Source records
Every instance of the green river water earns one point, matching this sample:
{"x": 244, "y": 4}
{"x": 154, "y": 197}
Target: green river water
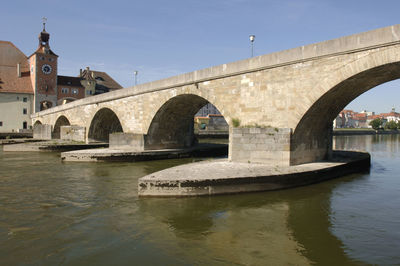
{"x": 54, "y": 213}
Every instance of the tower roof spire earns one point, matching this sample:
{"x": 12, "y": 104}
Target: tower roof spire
{"x": 44, "y": 19}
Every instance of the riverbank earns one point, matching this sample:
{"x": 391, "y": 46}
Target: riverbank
{"x": 362, "y": 131}
{"x": 224, "y": 177}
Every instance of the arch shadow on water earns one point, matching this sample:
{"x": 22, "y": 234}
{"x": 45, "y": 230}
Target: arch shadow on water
{"x": 173, "y": 125}
{"x": 312, "y": 137}
{"x": 61, "y": 121}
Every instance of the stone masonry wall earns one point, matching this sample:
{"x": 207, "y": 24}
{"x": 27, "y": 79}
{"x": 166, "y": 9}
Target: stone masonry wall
{"x": 260, "y": 145}
{"x": 74, "y": 133}
{"x": 42, "y": 132}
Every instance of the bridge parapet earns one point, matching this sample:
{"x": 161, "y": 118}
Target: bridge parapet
{"x": 349, "y": 44}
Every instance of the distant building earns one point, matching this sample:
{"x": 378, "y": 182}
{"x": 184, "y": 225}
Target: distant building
{"x": 30, "y": 84}
{"x": 351, "y": 119}
{"x": 208, "y": 109}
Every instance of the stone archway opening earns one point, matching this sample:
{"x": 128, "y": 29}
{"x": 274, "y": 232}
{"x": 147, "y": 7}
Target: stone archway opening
{"x": 180, "y": 122}
{"x": 312, "y": 138}
{"x": 104, "y": 123}
{"x": 61, "y": 121}
{"x": 44, "y": 105}
{"x": 37, "y": 123}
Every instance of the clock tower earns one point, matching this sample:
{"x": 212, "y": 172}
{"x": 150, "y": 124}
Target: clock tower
{"x": 43, "y": 68}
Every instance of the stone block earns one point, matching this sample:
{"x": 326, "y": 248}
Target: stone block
{"x": 130, "y": 141}
{"x": 73, "y": 133}
{"x": 42, "y": 132}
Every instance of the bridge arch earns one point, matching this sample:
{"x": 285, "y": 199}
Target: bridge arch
{"x": 172, "y": 126}
{"x": 312, "y": 137}
{"x": 61, "y": 121}
{"x": 103, "y": 123}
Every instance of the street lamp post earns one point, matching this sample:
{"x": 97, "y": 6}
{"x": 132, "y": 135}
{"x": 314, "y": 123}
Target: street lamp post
{"x": 135, "y": 73}
{"x": 252, "y": 37}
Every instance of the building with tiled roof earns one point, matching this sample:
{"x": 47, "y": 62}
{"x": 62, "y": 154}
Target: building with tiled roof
{"x": 31, "y": 84}
{"x": 16, "y": 90}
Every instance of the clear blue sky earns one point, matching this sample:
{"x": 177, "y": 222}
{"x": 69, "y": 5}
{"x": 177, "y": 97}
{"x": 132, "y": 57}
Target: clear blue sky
{"x": 166, "y": 38}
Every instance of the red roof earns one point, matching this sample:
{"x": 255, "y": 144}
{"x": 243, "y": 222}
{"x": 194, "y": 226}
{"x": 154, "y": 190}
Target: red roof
{"x": 10, "y": 56}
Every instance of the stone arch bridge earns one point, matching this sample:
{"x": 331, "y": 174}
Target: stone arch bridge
{"x": 279, "y": 106}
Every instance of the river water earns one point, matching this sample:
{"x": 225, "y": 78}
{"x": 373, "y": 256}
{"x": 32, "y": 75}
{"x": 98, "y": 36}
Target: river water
{"x": 55, "y": 213}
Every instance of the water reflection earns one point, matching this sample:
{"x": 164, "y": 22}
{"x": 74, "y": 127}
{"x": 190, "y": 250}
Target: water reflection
{"x": 89, "y": 213}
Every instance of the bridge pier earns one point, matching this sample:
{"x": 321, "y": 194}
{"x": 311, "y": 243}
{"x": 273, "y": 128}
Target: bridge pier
{"x": 260, "y": 145}
{"x": 42, "y": 131}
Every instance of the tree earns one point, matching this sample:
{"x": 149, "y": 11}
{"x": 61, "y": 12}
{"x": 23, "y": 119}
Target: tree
{"x": 392, "y": 125}
{"x": 376, "y": 123}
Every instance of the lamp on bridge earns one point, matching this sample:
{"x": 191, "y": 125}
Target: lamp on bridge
{"x": 135, "y": 73}
{"x": 252, "y": 38}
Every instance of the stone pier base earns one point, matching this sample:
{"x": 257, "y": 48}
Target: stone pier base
{"x": 260, "y": 145}
{"x": 73, "y": 133}
{"x": 129, "y": 141}
{"x": 224, "y": 177}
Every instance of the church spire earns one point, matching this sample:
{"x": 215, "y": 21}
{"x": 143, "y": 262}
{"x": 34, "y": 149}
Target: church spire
{"x": 44, "y": 36}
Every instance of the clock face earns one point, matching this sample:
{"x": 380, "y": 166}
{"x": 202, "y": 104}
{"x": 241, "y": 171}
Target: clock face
{"x": 46, "y": 69}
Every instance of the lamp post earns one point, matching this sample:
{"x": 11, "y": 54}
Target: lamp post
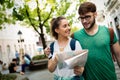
{"x": 20, "y": 40}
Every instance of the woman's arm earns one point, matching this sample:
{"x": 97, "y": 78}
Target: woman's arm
{"x": 52, "y": 64}
{"x": 78, "y": 70}
{"x": 116, "y": 48}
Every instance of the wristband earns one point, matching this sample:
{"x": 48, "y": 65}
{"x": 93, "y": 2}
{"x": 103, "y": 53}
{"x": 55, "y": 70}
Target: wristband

Goal of the exercise - Report each line in the preceding entries that holds the string "wristband".

Solution for this problem -
Every instance of the wristband earns one point, matching this sample:
Target: wristband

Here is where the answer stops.